RECORDS FOR THE TASK
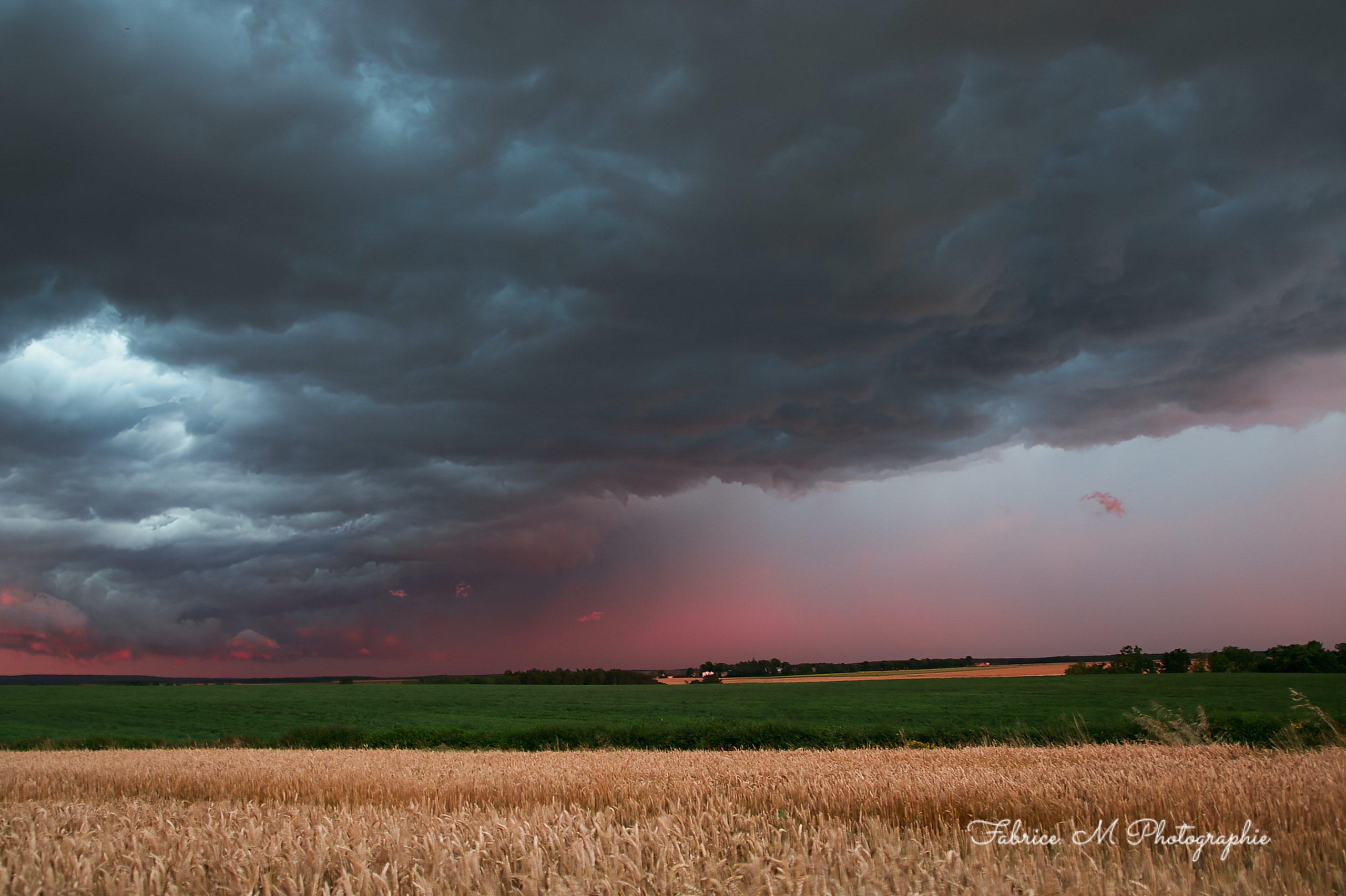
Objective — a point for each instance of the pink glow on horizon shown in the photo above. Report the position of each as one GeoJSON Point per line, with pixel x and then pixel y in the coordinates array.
{"type": "Point", "coordinates": [1239, 544]}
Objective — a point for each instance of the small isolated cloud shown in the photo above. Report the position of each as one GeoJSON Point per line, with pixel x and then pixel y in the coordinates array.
{"type": "Point", "coordinates": [251, 645]}
{"type": "Point", "coordinates": [1108, 503]}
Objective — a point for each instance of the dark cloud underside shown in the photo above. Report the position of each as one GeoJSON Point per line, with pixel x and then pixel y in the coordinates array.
{"type": "Point", "coordinates": [310, 301]}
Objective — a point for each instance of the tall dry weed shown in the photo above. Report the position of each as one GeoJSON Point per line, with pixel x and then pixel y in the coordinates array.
{"type": "Point", "coordinates": [640, 822]}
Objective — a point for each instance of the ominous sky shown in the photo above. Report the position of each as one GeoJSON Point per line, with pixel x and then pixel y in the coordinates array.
{"type": "Point", "coordinates": [445, 337]}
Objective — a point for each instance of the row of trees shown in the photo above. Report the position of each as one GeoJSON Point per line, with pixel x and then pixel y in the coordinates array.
{"type": "Point", "coordinates": [765, 668]}
{"type": "Point", "coordinates": [1289, 658]}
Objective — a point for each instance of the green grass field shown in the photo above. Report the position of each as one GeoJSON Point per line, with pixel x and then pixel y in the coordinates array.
{"type": "Point", "coordinates": [1243, 707]}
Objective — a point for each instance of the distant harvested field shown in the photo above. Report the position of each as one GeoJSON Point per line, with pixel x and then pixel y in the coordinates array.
{"type": "Point", "coordinates": [227, 821]}
{"type": "Point", "coordinates": [1027, 671]}
{"type": "Point", "coordinates": [1042, 710]}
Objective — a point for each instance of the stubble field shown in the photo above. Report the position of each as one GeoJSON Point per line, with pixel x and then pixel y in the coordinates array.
{"type": "Point", "coordinates": [871, 821]}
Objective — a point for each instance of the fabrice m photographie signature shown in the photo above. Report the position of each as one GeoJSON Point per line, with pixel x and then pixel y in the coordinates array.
{"type": "Point", "coordinates": [1142, 830]}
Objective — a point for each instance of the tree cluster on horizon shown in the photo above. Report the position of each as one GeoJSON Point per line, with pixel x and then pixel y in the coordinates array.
{"type": "Point", "coordinates": [1283, 658]}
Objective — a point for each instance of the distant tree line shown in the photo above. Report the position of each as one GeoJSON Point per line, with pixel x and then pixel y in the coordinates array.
{"type": "Point", "coordinates": [1291, 658]}
{"type": "Point", "coordinates": [768, 668]}
{"type": "Point", "coordinates": [548, 677]}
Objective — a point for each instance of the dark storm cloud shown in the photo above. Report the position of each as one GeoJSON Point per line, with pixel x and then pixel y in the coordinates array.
{"type": "Point", "coordinates": [311, 301]}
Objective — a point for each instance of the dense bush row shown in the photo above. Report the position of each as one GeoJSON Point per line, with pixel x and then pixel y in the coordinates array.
{"type": "Point", "coordinates": [1282, 658]}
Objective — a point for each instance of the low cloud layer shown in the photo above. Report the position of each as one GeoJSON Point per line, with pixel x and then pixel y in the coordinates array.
{"type": "Point", "coordinates": [307, 304]}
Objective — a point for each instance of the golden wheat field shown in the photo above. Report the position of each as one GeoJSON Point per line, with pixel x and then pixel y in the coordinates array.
{"type": "Point", "coordinates": [224, 821]}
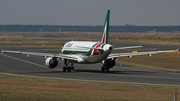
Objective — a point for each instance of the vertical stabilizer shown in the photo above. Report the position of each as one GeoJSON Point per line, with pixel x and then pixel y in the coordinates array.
{"type": "Point", "coordinates": [105, 33]}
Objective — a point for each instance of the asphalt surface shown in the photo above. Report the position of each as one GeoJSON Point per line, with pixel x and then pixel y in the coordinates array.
{"type": "Point", "coordinates": [21, 65]}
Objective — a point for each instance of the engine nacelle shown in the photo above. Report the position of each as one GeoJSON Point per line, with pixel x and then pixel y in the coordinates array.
{"type": "Point", "coordinates": [110, 63]}
{"type": "Point", "coordinates": [51, 62]}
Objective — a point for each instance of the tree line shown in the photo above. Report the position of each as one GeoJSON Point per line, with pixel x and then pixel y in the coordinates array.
{"type": "Point", "coordinates": [66, 28]}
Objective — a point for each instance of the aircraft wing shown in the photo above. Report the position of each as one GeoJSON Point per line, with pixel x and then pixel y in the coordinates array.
{"type": "Point", "coordinates": [127, 47]}
{"type": "Point", "coordinates": [149, 53]}
{"type": "Point", "coordinates": [61, 56]}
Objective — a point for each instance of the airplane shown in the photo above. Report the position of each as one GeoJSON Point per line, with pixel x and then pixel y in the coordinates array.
{"type": "Point", "coordinates": [88, 52]}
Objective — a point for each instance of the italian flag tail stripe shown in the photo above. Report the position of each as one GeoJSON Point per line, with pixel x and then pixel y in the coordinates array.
{"type": "Point", "coordinates": [105, 33]}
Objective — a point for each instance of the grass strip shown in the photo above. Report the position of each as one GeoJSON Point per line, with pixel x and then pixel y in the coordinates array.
{"type": "Point", "coordinates": [31, 89]}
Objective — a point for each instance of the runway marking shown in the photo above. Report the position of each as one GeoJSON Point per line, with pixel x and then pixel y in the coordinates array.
{"type": "Point", "coordinates": [25, 61]}
{"type": "Point", "coordinates": [83, 80]}
{"type": "Point", "coordinates": [81, 72]}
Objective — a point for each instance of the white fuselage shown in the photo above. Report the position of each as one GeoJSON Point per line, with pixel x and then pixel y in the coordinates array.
{"type": "Point", "coordinates": [87, 52]}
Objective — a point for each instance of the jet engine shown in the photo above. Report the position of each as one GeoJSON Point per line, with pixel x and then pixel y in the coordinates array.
{"type": "Point", "coordinates": [51, 62]}
{"type": "Point", "coordinates": [110, 63]}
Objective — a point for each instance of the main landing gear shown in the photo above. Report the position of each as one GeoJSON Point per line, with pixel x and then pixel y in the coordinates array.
{"type": "Point", "coordinates": [66, 67]}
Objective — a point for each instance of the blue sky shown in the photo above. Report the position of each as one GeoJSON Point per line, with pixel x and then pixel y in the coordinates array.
{"type": "Point", "coordinates": [90, 12]}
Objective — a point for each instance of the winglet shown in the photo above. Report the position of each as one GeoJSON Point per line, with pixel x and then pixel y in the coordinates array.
{"type": "Point", "coordinates": [2, 51]}
{"type": "Point", "coordinates": [177, 49]}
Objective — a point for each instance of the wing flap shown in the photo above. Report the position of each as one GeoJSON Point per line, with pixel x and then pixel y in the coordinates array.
{"type": "Point", "coordinates": [138, 53]}
{"type": "Point", "coordinates": [61, 56]}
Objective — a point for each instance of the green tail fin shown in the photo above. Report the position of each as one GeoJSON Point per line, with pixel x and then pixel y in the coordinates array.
{"type": "Point", "coordinates": [105, 34]}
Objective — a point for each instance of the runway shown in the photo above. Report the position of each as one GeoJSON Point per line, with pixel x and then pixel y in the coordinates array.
{"type": "Point", "coordinates": [20, 65]}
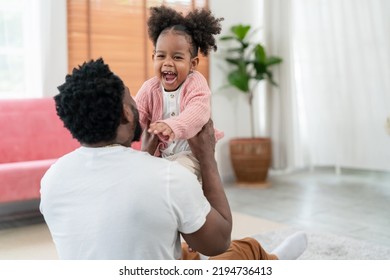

WHAT THIS TASK INVOLVES
From the records above, pull out every line that contains the string "dense", treating uppercase and lowercase as different.

FULL SOLUTION
Objective — a point for each instance of the dense bush row shown in the photo above. Report the position of each as one GeoJSON Point per line, with pixel x and then pixel y in the coordinates array.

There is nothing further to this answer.